:: Data in this exercise ::
+-------+

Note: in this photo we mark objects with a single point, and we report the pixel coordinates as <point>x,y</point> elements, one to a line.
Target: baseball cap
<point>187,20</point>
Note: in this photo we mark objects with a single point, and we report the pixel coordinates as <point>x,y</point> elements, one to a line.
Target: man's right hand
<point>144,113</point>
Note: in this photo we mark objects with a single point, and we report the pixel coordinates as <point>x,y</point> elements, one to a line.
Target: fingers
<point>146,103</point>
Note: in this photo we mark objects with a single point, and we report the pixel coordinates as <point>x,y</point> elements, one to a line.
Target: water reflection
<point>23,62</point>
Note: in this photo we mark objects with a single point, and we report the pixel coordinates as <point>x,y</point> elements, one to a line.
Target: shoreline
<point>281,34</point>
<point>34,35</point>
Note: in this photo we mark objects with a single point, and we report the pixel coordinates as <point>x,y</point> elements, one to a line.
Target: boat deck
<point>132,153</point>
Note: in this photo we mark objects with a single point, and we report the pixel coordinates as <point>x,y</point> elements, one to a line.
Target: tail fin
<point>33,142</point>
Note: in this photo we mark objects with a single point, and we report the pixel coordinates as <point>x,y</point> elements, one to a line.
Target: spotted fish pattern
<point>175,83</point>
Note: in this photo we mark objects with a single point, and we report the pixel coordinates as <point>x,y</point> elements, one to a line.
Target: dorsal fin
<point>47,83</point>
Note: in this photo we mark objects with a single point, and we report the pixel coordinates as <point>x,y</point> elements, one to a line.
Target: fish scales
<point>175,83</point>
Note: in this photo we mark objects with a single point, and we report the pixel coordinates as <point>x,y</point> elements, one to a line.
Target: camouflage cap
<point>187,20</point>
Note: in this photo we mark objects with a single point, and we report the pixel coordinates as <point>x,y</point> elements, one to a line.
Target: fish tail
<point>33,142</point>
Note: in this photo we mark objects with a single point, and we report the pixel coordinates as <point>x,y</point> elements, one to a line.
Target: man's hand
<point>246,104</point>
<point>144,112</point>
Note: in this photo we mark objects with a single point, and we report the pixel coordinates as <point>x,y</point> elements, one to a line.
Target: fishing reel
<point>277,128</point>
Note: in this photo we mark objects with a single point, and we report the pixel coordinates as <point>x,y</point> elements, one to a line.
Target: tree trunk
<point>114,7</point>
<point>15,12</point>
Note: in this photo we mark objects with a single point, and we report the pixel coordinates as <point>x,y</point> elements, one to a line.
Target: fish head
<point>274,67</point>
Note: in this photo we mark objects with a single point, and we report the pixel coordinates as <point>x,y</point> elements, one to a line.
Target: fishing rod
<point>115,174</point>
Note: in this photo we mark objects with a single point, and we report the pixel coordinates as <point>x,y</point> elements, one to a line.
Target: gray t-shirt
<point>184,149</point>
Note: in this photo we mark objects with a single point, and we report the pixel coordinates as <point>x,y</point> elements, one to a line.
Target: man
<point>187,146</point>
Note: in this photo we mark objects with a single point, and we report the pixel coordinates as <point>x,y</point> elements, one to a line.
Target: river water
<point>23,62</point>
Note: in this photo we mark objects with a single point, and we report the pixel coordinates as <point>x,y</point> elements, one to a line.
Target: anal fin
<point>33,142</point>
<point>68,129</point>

+-------+

Copy all the records above precisely.

Note: in this photo we mark objects with a single point, and we report the pixel coordinates as <point>x,y</point> elements, one to a line.
Target: baseball cap
<point>187,20</point>
Note: in this photo we mark objects with a single point, and we report the pixel coordinates as <point>x,y</point> elements, one to a line.
Target: man's right hand
<point>144,113</point>
Note: in this photo we mark objects with a single point, and we report the pixel coordinates as <point>x,y</point> elements, one to a line.
Target: fingers
<point>146,103</point>
Note: in this photo we mark objects with a single point, and we report the pixel coordinates as <point>x,y</point> elements, one to a line.
Target: water reflection
<point>23,62</point>
Note: in this photo we mark objects with a single point, and we report the pixel coordinates as <point>x,y</point> elements, one to a line.
Target: shoreline
<point>281,34</point>
<point>34,35</point>
Note: in this photo we mark objects with a single point, and we report the pixel coordinates as <point>x,y</point> elements, one to a line.
Target: boat deck
<point>132,153</point>
Note: in this photo we mark objects with a single point, and we report the pixel coordinates as <point>x,y</point> elements, one to a line.
Target: tail fin
<point>33,142</point>
Note: in this photo we mark objects with a single point, and we report the pixel coordinates as <point>x,y</point> elements, one to a line.
Target: spotted fish pattern
<point>175,83</point>
Note: in this photo we mark objects with a single point, and we report the pixel coordinates as <point>x,y</point> elements, one to a line.
Target: dorsal fin
<point>47,83</point>
Note: in this photo we mark objects with a single point, and we report the pixel coordinates as <point>x,y</point> elements, one to a line.
Target: fish scales
<point>175,83</point>
Note: in this photo we mark objects with a single point, and we report the pixel coordinates as <point>x,y</point> elements, one to a line.
Target: camouflage cap
<point>187,20</point>
Note: in this photo we mark objects with a single point, and we report the pixel coordinates as <point>x,y</point> elements, one to a line.
Target: fish tail
<point>33,142</point>
Note: in this photo we mark objects with a single point, and we report the pixel coordinates as <point>x,y</point> elements, one to a line.
Target: man's hand
<point>246,104</point>
<point>144,112</point>
Note: in this photo we mark objects with a single point, and we report the pixel coordinates as <point>x,y</point> elements, one to a line.
Target: fishing reel
<point>277,128</point>
Note: in this photo we mark objects with a single point, and we report the pixel coordinates as <point>x,y</point> elements, one to a line.
Target: tree trunk
<point>114,7</point>
<point>15,12</point>
Note: in this photo we mark objects with a single point, and we report the pixel coordinates as <point>x,y</point> elements, one to a line.
Target: fish head
<point>274,67</point>
Note: in this photo we mark objects with a single point, and we report the pixel coordinates as <point>x,y</point> elements, one to a line.
Target: fishing rod
<point>115,174</point>
Note: in this photo we mark objects with a single point, and we report the pixel coordinates as <point>x,y</point> elements, one to a line.
Target: gray t-shirt
<point>184,149</point>
Note: in this photo we mark objects with a single point, and we report the pixel coordinates as <point>x,y</point> elements, one to a line.
Target: man
<point>187,146</point>
Note: in this photo we mark objects with a single point, and we report the pixel coordinates as <point>x,y</point> elements, one to a line.
Target: river water
<point>23,62</point>
Note: in this photo we mark objects with a single point, and we report the pixel coordinates as <point>x,y</point> elements, one to a line.
Target: anal fin
<point>33,142</point>
<point>68,129</point>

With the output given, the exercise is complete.